▶ Record list
· · · · ·

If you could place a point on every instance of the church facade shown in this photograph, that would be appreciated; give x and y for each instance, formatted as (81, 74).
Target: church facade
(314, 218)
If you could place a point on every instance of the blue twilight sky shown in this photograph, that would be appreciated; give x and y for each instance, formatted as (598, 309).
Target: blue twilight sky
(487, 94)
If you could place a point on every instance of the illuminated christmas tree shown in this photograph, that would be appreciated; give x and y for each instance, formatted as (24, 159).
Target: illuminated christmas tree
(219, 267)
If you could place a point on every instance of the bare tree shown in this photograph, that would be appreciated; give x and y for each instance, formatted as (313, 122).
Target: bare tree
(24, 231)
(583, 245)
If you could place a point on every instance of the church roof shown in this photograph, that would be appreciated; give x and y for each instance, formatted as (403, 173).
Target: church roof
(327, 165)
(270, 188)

· · · · ·

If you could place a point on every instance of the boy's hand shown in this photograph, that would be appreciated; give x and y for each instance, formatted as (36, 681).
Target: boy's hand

· · · · ·

▶ Task directions
How many lines in the listing above contain the word "facade"? Reply with the number only.

▶ Output for this exercise
2